**REQUIRED WORK**: With the images removed, write out every line below exactly.

Data excerpts

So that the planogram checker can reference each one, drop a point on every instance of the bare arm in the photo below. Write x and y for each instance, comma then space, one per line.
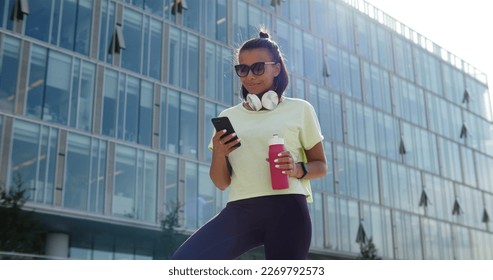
220, 171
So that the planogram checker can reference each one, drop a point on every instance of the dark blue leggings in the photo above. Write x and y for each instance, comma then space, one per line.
281, 223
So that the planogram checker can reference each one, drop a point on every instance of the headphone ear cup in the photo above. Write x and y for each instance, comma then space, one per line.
254, 102
270, 100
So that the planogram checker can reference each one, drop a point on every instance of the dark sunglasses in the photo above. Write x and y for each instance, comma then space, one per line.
258, 68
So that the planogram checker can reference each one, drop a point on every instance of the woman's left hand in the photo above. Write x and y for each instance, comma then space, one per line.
286, 163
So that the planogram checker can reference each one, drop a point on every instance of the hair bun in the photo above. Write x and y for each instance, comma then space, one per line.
263, 35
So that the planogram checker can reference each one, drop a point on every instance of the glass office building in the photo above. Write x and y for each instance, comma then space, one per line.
105, 111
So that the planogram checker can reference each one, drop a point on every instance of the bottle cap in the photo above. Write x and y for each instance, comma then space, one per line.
276, 140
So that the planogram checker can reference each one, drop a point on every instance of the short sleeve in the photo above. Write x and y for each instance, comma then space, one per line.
310, 133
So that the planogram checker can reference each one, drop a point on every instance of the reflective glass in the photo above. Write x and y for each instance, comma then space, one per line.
317, 217
33, 160
147, 186
57, 94
77, 172
311, 57
377, 224
206, 196
437, 239
107, 29
155, 49
84, 173
407, 236
145, 113
110, 102
174, 49
39, 20
6, 8
188, 126
9, 68
441, 197
171, 183
132, 31
131, 109
170, 120
377, 87
403, 58
83, 96
124, 193
191, 195
36, 84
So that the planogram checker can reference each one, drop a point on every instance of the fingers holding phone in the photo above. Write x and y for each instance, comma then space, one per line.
224, 143
225, 140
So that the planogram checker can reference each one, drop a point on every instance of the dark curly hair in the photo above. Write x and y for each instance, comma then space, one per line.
282, 80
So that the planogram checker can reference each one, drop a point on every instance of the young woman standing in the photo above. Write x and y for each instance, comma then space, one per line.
256, 214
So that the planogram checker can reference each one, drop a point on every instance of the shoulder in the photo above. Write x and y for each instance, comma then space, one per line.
298, 103
231, 110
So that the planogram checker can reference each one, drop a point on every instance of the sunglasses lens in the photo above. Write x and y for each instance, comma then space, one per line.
242, 70
258, 68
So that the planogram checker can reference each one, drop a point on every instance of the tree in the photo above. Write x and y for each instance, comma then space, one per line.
368, 251
171, 237
19, 232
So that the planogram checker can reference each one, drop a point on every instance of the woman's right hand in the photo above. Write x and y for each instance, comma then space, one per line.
219, 145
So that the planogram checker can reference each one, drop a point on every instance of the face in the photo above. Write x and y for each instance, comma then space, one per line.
262, 83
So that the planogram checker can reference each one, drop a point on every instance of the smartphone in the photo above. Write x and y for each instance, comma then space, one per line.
221, 123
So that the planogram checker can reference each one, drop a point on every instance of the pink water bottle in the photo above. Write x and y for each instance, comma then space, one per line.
279, 181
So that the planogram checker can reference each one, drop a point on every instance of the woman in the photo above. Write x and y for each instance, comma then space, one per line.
256, 214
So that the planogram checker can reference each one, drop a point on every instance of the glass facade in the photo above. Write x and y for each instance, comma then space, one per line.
105, 111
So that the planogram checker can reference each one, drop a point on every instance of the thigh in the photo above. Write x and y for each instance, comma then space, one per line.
289, 233
228, 235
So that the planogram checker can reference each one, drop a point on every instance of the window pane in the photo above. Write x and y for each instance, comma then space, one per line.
83, 27
206, 196
9, 68
188, 126
132, 31
77, 172
145, 113
33, 160
124, 203
131, 114
191, 195
56, 101
36, 86
40, 19
155, 49
171, 183
107, 29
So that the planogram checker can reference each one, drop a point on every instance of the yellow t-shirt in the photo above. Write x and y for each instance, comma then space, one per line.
295, 121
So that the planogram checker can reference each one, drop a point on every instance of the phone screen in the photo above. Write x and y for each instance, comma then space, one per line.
221, 123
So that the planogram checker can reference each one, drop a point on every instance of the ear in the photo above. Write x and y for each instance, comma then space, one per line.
277, 69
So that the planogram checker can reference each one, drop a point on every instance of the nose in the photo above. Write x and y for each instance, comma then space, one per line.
250, 75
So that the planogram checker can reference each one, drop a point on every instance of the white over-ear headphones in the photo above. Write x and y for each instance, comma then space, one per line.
269, 101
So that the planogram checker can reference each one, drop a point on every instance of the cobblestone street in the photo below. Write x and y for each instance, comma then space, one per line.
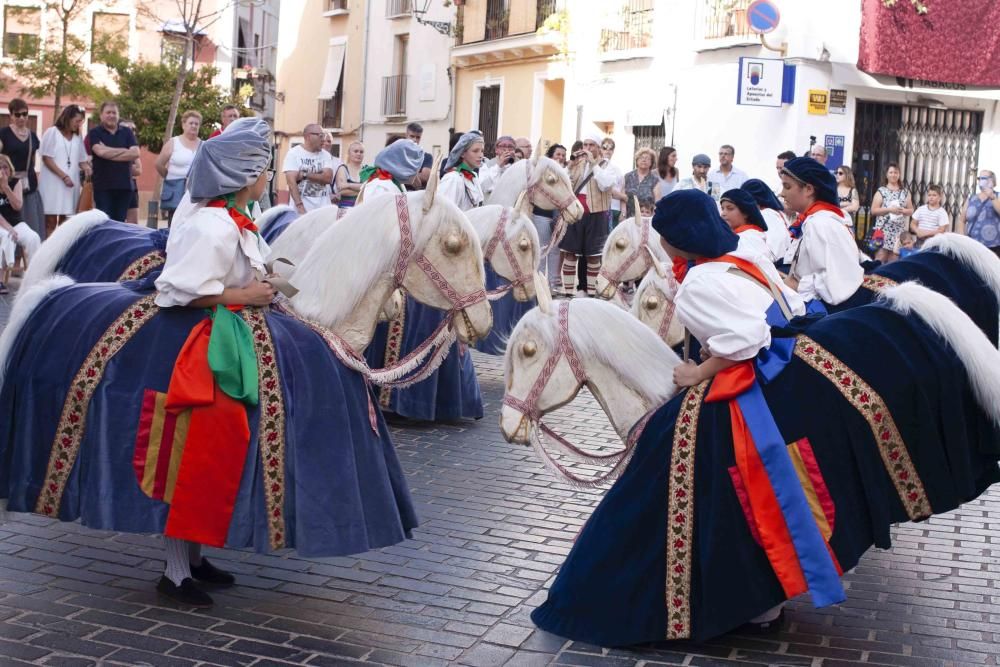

**RESULT**:
So that the planogram checker can reference each one, drop a point on every instance of the bare arm in the photo below. Write x and y for each instance, comma then space, one per line.
220, 171
So that the planogram checker can reference each one, drop a point on every instance of the dark blue leggings in the photo above. Write x and y for each instance, comma then space, one per line.
281, 223
So that the planogram checker can reference each one, drop a point on every instance of the headphone ear cup in the photo above. Write x and y for each instance, comma then space, one per line.
254, 102
270, 100
So that the planogram checker can reference each one, drop a point on every instance of the dark sunglasses in the photo above. Write x and y for each instance, comma then space, one per line.
258, 68
So that the planogram checker can reference each one, drop a point on every instance of the woman's left hand in the photo above. Write x and y for each instance, comma then space, one per line.
286, 163
So that the planogram checker can reference each one, drop a point on every instance of the hair bun in the photo above. Write x and y for each instance, comma then space, one per line.
263, 35
So that the planogram checker can reference each one, drop a point on every instance of the glass office building in the photo above. Write x and y for each instance, comma then space, one per line.
105, 111
So that the planogram checker can reference each one, drop a point on every instance of the bottle cap in the photo above. Write x and y for each instance, comma then space, one per line.
276, 140
So that the planogram checker can reference each one, drop a point on every instance of the short sleeve in the photo above. Write x and y for each instance, comma then space, one per line.
310, 133
So that the planogram checker can reference each one, drop a point on every instance of the reflective glass in the photo above. Write x and y for each instance, comma then space, one per line.
317, 217
33, 160
147, 186
57, 94
77, 172
311, 57
377, 224
206, 196
437, 239
107, 29
155, 49
84, 173
407, 236
145, 113
110, 102
174, 49
39, 20
6, 8
188, 126
9, 68
441, 197
171, 183
132, 31
131, 109
170, 120
377, 87
403, 58
83, 96
124, 193
191, 195
36, 84
So that the planogram checker can reference each one, drop a point on every instance of the fingers holding phone in the photo above. Write x and y for each instance, comma then space, one per line.
224, 143
225, 140
So that the planogram checker can reference each one, drop a point on every instance of the dark curly hair in the photo above. Write x and y for each instance, comma then space, one per line.
282, 80
So that the planogram checker can reference each one, drop a point on every instance of the young woman standing in the photo above. Write x and y for each instance, comma then space, one per line.
256, 214
So that the planogram checker can reference each one, drop a point on every instance of the shoulder in the photo above. Write x and y for each instance, comma then space, one per line.
298, 103
231, 110
So that the planogram checker can reference each one, drop a point on every instance of the sunglasses lens in the photo above. Write x and y for each instance, comma then space, one per line.
242, 70
258, 68
So that the planogram checker can reference each one, drop a point on every instance of the tree in the photo above. Write x and y for each instance, comma then space, one per line.
368, 251
171, 237
19, 232
So that the planogram checker can reference each one, drop a point on every instance of the woman's right hand in the photo above. Write x and y for each instance, comma then space, one per line.
219, 145
So that the planogram checker can reference each one, drop a point on every instance of the face in the photo above. Write x and y for each instance, comma then space, one per line.
262, 83
So that the planogram checker can reference each one, drop a point on every instance of the smartphone in the photo above. Write x and y for each instance, comma then space, one per line.
221, 123
So that the planogram checker can reference each one, drop a point on every instance of the pink water bottle in the photo above. Write x and y for each instance, comma then space, one per line.
279, 181
So that the planogram checker can reference each one, drop a point on every instance of the woman in the photo above. Write x and y for each instance, comma then space, one per line.
256, 214
So that the planogram checker can reference each one, drop a point on every instance of the glass facade in the photo above. Write x and y for each instance, comma then space, one per line.
105, 111
So that the planogram checker can reference each one, drop a point on every instance of the thigh in the photo above. Write x and y for each instance, comma then space, one per line.
289, 233
228, 235
So that the planogram checker can reference each one, drop a point on every instance of the window pane in the photo above. Write x and y for each instance, comma then space, one per line.
83, 27
206, 196
9, 68
188, 126
132, 31
77, 172
145, 113
33, 160
124, 203
131, 114
191, 195
56, 101
36, 86
40, 19
155, 49
171, 183
107, 29
So that the planogram checker can reference each one, drop a point on every instance of the yellow t-shirt in the photo above. Write x and y for each instance, comma then space, one per line.
295, 121
So that the planogram checker can reference each one, drop a point on every instance of the phone screen in the photo above. Write x and y for each instance, comma then space, one per line.
221, 123
So that the planogram checker can reference each one, drop a point on every instance of the ear in the photo above. Write x and y for each instance, comma then space, one per line.
277, 69
So that the planogram checker can reference each one, drop a point on every instance of the nose in the photo above. Write x and y for each instance, comma then space, one per line.
250, 75
So that the planogram checker can reference each one, drop a point on every instance of the white over-ear headphones in the photo above. Write x and y for each instance, comma then space, one per line.
269, 101
So that the planogram checker can reference each one, drop a point on every instance of the cobblestone street in the photo below. Write x and y for each instance, comma then space, one per line.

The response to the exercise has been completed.